Location annotation dataset excerpts

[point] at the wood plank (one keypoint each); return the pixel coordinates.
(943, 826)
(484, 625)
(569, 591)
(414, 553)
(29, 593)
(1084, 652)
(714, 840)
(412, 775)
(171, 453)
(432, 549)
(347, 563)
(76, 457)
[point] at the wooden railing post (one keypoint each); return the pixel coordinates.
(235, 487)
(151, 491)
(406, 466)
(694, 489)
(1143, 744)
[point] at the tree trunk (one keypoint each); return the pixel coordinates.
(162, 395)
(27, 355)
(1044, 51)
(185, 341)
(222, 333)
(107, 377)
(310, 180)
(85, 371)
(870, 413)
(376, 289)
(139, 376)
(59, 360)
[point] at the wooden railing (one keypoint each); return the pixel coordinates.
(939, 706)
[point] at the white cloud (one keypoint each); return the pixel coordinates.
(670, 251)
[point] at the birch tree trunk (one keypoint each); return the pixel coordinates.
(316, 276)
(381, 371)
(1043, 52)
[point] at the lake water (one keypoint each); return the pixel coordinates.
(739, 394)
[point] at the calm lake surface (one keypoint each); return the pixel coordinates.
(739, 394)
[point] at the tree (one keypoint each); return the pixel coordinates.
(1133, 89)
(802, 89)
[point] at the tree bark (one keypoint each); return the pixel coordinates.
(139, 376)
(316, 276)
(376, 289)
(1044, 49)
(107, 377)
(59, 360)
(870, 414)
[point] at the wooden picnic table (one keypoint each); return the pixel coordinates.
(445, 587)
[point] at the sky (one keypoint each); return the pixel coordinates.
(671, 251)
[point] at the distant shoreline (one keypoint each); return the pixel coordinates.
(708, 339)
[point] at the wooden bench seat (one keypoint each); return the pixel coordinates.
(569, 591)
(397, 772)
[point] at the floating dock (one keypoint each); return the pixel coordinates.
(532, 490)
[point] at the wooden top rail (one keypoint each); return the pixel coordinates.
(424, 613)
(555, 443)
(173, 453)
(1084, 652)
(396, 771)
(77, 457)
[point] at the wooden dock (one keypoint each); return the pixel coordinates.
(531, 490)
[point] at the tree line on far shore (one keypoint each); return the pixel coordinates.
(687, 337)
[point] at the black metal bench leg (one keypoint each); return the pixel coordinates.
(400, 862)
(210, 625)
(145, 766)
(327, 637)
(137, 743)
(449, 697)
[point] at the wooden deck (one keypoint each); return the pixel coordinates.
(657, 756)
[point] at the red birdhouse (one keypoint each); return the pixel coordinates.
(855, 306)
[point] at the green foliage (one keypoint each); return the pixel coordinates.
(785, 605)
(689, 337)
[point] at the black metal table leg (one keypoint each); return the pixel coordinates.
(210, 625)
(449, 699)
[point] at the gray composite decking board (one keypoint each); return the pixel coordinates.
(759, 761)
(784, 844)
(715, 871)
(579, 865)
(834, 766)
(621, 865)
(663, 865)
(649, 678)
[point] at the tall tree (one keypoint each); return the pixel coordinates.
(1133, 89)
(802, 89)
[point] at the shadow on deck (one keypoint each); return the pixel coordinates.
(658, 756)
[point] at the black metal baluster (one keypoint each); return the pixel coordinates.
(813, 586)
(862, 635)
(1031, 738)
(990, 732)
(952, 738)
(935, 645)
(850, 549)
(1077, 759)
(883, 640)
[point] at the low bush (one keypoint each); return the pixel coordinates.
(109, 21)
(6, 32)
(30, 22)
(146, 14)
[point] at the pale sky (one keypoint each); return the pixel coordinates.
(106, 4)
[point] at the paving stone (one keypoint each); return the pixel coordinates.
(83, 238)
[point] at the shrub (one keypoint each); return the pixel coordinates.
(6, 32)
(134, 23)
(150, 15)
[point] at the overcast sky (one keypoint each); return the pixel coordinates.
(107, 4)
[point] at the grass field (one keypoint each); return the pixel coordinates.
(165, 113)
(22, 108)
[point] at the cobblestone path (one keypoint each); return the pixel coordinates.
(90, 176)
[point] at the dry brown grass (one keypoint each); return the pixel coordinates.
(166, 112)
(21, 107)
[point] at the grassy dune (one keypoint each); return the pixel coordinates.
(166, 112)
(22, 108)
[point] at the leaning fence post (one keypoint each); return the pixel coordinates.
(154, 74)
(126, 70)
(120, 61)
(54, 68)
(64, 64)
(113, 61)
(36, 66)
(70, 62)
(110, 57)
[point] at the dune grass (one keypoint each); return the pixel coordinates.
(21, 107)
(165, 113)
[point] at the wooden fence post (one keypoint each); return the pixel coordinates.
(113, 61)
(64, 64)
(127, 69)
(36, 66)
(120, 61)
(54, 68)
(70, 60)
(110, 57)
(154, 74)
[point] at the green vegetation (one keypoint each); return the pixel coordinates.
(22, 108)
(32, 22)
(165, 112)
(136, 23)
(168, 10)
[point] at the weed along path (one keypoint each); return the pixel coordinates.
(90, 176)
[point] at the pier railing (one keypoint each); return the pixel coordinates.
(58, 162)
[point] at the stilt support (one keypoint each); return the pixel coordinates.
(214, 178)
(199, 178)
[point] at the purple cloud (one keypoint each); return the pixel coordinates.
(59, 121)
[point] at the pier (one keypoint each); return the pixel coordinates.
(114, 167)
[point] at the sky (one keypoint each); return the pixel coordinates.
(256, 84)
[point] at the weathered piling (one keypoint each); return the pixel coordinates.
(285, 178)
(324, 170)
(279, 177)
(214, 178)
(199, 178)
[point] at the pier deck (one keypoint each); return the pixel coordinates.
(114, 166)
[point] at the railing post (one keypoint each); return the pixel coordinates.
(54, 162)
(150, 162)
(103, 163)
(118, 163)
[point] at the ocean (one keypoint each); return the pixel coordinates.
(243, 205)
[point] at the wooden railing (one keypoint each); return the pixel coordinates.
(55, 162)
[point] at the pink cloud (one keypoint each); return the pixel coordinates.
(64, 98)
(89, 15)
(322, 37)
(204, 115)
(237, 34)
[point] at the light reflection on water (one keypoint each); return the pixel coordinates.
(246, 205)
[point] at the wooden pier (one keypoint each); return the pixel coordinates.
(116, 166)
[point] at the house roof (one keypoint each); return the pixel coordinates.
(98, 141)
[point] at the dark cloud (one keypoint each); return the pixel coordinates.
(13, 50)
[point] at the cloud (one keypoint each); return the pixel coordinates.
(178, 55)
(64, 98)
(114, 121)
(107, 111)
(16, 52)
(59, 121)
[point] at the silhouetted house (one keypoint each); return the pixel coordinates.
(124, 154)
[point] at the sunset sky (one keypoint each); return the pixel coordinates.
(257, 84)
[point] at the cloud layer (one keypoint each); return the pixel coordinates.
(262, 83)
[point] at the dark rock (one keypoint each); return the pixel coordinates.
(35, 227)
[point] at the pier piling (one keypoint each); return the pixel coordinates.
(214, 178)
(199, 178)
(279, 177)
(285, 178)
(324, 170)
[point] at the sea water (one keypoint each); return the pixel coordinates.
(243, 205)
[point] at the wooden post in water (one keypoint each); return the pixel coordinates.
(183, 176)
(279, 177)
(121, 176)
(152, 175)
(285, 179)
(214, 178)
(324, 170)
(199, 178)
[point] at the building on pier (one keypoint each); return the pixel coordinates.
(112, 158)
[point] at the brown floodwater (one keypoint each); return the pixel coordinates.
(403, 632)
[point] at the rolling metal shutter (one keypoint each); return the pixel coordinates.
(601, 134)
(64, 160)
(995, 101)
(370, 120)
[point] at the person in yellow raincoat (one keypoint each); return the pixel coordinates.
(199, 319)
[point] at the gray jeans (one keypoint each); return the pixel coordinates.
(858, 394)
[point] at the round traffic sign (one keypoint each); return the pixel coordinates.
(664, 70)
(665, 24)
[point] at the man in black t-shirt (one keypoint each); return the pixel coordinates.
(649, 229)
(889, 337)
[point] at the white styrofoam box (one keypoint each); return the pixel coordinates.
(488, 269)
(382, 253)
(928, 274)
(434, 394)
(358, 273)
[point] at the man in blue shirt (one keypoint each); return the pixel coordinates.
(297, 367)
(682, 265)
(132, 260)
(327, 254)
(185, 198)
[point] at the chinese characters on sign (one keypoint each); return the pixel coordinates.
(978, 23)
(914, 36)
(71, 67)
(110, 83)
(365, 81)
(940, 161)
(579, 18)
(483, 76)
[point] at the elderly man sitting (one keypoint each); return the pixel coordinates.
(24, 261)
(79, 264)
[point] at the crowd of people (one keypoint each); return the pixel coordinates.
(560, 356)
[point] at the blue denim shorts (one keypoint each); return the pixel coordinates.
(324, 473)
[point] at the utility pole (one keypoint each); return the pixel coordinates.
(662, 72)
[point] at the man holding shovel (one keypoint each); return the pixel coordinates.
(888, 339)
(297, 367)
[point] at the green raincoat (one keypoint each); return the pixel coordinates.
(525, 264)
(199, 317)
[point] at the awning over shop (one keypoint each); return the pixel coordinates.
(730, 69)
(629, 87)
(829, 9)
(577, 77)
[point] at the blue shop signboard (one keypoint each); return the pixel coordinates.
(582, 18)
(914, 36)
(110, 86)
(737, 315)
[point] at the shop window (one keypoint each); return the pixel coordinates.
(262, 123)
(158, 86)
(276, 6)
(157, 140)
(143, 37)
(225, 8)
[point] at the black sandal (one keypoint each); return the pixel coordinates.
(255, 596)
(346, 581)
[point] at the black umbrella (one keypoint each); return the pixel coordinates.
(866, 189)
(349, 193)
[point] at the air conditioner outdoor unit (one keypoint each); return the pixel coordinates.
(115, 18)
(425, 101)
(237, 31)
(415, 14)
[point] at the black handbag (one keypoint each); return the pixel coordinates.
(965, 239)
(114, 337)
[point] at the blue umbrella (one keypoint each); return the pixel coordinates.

The task: Take the line holding "[point] at the black sandal" and all lines after it through the end of the data, and set them down exactly.

Exercise response:
[point] at the black sandal (one keypoint each); return the pixel coordinates.
(255, 596)
(346, 581)
[point] at the black umbrella (one keypoint each); return the pixel coordinates.
(866, 189)
(349, 193)
[point] at the air conditioner outdoor unit (one keypoint each); return the pixel coordinates.
(115, 18)
(425, 101)
(237, 31)
(415, 14)
[point] at the black handbag (one keypoint each); return the pixel coordinates.
(965, 239)
(114, 337)
[point] at the blue umbrella (one keypoint each); return the pixel coordinates.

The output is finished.